**AIM**
Quote each of the records below verbatim, omitting the pictures.

Segmentation dataset excerpts
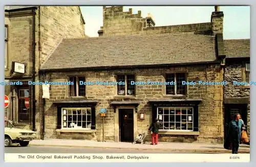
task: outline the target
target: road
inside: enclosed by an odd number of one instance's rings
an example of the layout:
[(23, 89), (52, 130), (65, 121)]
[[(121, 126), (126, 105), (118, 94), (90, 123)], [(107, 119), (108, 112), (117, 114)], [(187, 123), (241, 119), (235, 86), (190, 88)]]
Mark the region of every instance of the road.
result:
[(5, 148), (5, 153), (158, 153), (158, 154), (192, 154), (194, 153), (170, 152), (168, 151), (132, 150), (107, 148), (79, 148), (59, 147), (42, 147), (28, 146), (27, 147), (12, 146)]

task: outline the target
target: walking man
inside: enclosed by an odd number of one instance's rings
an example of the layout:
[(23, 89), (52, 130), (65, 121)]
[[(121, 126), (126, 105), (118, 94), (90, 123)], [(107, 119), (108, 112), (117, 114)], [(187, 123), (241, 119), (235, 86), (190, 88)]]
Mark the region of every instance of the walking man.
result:
[(232, 143), (232, 154), (238, 154), (240, 143), (243, 122), (240, 120), (239, 114), (234, 115), (233, 119), (228, 126), (228, 133), (230, 142)]
[(158, 142), (158, 131), (159, 126), (158, 119), (156, 118), (155, 121), (152, 123), (152, 124), (148, 128), (148, 130), (151, 130), (152, 134), (152, 141), (151, 143), (152, 145), (157, 145)]

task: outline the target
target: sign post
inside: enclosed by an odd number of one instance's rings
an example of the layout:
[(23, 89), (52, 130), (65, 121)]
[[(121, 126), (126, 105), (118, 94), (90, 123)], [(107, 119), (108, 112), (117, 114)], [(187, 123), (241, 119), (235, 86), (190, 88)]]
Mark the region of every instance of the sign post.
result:
[(106, 116), (106, 108), (100, 108), (99, 112), (101, 117), (103, 117), (102, 142), (104, 142), (104, 118)]
[(5, 108), (7, 108), (10, 104), (10, 100), (7, 95), (5, 95)]

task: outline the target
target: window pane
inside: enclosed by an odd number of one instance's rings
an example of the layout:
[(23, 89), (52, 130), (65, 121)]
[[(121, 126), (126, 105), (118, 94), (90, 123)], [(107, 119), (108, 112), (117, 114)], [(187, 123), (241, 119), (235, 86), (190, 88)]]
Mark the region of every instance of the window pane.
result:
[(174, 122), (175, 121), (175, 116), (169, 116), (169, 120), (170, 122)]
[(187, 122), (187, 116), (181, 116), (181, 122)]
[(250, 63), (246, 63), (245, 65), (246, 70), (249, 71), (250, 70)]
[[(125, 82), (125, 77), (124, 75), (118, 75), (117, 76), (117, 82)], [(117, 91), (118, 94), (124, 95), (125, 94), (125, 86), (124, 85), (117, 85)]]
[(176, 122), (180, 122), (180, 116), (181, 115), (177, 115), (176, 116)]
[(193, 114), (193, 108), (187, 108), (187, 114)]
[(187, 130), (187, 124), (185, 123), (181, 123), (181, 130)]
[(25, 106), (25, 99), (18, 99), (18, 122), (29, 122), (29, 109)]
[(183, 114), (183, 115), (187, 114), (187, 108), (181, 108), (181, 114)]
[(158, 108), (158, 114), (163, 114), (163, 108)]
[[(166, 74), (165, 81), (174, 82), (174, 74)], [(166, 86), (166, 94), (175, 94), (174, 93), (174, 85), (170, 85), (169, 84)]]
[(83, 82), (86, 81), (86, 78), (84, 77), (78, 77), (78, 96), (86, 96), (86, 86), (85, 85), (80, 85), (80, 81), (82, 81)]
[(69, 96), (76, 96), (76, 77), (71, 77), (69, 80), (70, 81), (74, 82), (74, 85), (71, 85), (69, 86)]
[(186, 85), (182, 85), (182, 81), (185, 81), (184, 73), (176, 74), (177, 94), (184, 95), (185, 94)]
[(174, 130), (175, 129), (175, 124), (174, 123), (170, 123), (170, 129)]
[(250, 82), (250, 73), (248, 72), (245, 73), (245, 81), (247, 82)]
[(164, 129), (169, 129), (169, 123), (165, 122), (163, 123)]
[(164, 115), (163, 117), (163, 122), (169, 122), (169, 115)]
[(29, 97), (29, 91), (28, 89), (23, 89), (19, 90), (19, 97)]
[(135, 76), (134, 75), (127, 75), (127, 94), (133, 95), (135, 94), (135, 85), (132, 85), (132, 81), (135, 81)]
[(176, 122), (176, 126), (175, 129), (176, 130), (181, 130), (181, 126), (180, 123)]

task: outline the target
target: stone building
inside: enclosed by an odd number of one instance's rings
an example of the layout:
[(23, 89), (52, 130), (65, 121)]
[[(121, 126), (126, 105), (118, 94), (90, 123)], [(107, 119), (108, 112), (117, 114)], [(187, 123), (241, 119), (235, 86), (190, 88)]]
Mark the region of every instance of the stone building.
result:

**ANSWER**
task: outline the target
target: road
inside: enclosed by an odd number of one instance's rings
an example of the layout:
[(23, 89), (52, 130), (65, 121)]
[[(121, 126), (126, 105), (118, 94), (90, 123)], [(107, 119), (108, 112), (117, 114)], [(187, 123), (241, 119), (235, 86), (190, 88)]]
Mark the region of every instance of the road.
result:
[(5, 148), (5, 153), (158, 153), (158, 154), (192, 154), (194, 153), (170, 152), (168, 151), (132, 150), (107, 148), (79, 148), (59, 147), (42, 147), (28, 146), (27, 147), (12, 146)]

task: outline the target
target: walking man
inside: enclosed by an odd number of one instance's rings
an example of the layout:
[(23, 89), (52, 130), (65, 121)]
[[(121, 126), (126, 105), (118, 94), (90, 123)], [(107, 119), (108, 112), (117, 114)], [(187, 123), (241, 119), (235, 86), (190, 88)]]
Mark the region of every instance of the walking man.
result:
[(232, 143), (232, 154), (238, 154), (240, 143), (243, 122), (240, 120), (239, 114), (234, 115), (233, 119), (228, 126), (228, 133), (230, 142)]
[(158, 142), (158, 131), (159, 126), (158, 119), (156, 118), (155, 121), (152, 123), (152, 124), (148, 128), (148, 130), (151, 130), (152, 134), (152, 141), (151, 143), (152, 145), (157, 145)]

task: outline the target
target: sign post
inside: enclosed by an odd number of one instance's rings
an example of the layout:
[(23, 89), (52, 130), (65, 121)]
[[(121, 126), (126, 105), (118, 94), (90, 123)], [(107, 119), (108, 112), (117, 114)], [(187, 123), (241, 119), (235, 86), (190, 88)]]
Mark the region of every instance of the sign post.
result:
[(106, 116), (106, 108), (100, 108), (99, 112), (101, 117), (103, 117), (102, 142), (104, 142), (104, 118)]
[(5, 108), (7, 108), (10, 104), (10, 100), (7, 95), (5, 95)]

task: outline the target
target: window pane
inside: enclosed by an odd number of one instance's rings
an example of the layout:
[(23, 89), (52, 130), (65, 121)]
[[(121, 126), (126, 105), (118, 94), (90, 123)], [(107, 119), (108, 112), (117, 114)], [(187, 123), (241, 119), (235, 86), (190, 88)]]
Mark the region of every instance of the window pane.
result:
[(174, 122), (175, 121), (175, 116), (169, 116), (169, 120), (170, 122)]
[(187, 122), (187, 116), (181, 116), (181, 122)]
[(250, 63), (246, 63), (245, 65), (246, 70), (249, 71), (250, 70)]
[[(125, 82), (125, 77), (124, 75), (118, 75), (117, 76), (117, 82)], [(117, 91), (118, 94), (124, 95), (125, 94), (125, 86), (124, 85), (117, 85)]]
[(176, 122), (180, 122), (180, 116), (181, 115), (177, 115), (176, 116)]
[(193, 114), (193, 108), (187, 108), (187, 114)]
[(187, 130), (187, 124), (185, 123), (181, 123), (181, 130)]
[(25, 106), (25, 99), (18, 99), (18, 122), (29, 122), (29, 109)]
[(183, 114), (183, 115), (187, 114), (187, 108), (181, 108), (181, 114)]
[(158, 108), (158, 114), (163, 114), (163, 108)]
[[(166, 74), (165, 81), (174, 82), (174, 74)], [(166, 86), (166, 94), (175, 94), (174, 93), (174, 85), (170, 85), (169, 84)]]
[(83, 82), (86, 81), (86, 78), (84, 77), (78, 77), (78, 96), (86, 96), (86, 86), (85, 85), (80, 85), (80, 81), (82, 81)]
[(69, 96), (76, 96), (76, 77), (71, 77), (69, 80), (70, 81), (74, 82), (74, 85), (71, 85), (69, 86)]
[(186, 85), (182, 85), (182, 81), (185, 81), (184, 73), (176, 74), (177, 94), (184, 95), (185, 94)]
[(174, 130), (175, 129), (175, 124), (174, 123), (170, 123), (170, 129)]
[(250, 82), (250, 73), (248, 72), (245, 73), (245, 81), (247, 82)]
[(164, 129), (169, 129), (169, 123), (165, 122), (163, 123)]
[(164, 115), (163, 117), (163, 122), (169, 122), (169, 115)]
[(29, 97), (29, 91), (28, 89), (23, 89), (19, 90), (19, 97)]
[(135, 76), (134, 75), (127, 75), (127, 94), (133, 95), (135, 94), (135, 85), (132, 85), (132, 81), (135, 81)]
[(176, 122), (176, 126), (175, 129), (176, 130), (181, 130), (181, 126), (180, 123)]

task: outline the target
target: stone building
inside: enclosed by an odd number of one instance's rings
an example of the layout:
[(23, 89), (52, 130), (65, 121)]
[[(121, 126), (126, 105), (118, 94), (90, 123)], [(107, 119), (108, 112), (117, 114)], [(187, 123), (241, 119), (235, 86), (190, 88)]]
Mark the region of every instance of the stone building.
result:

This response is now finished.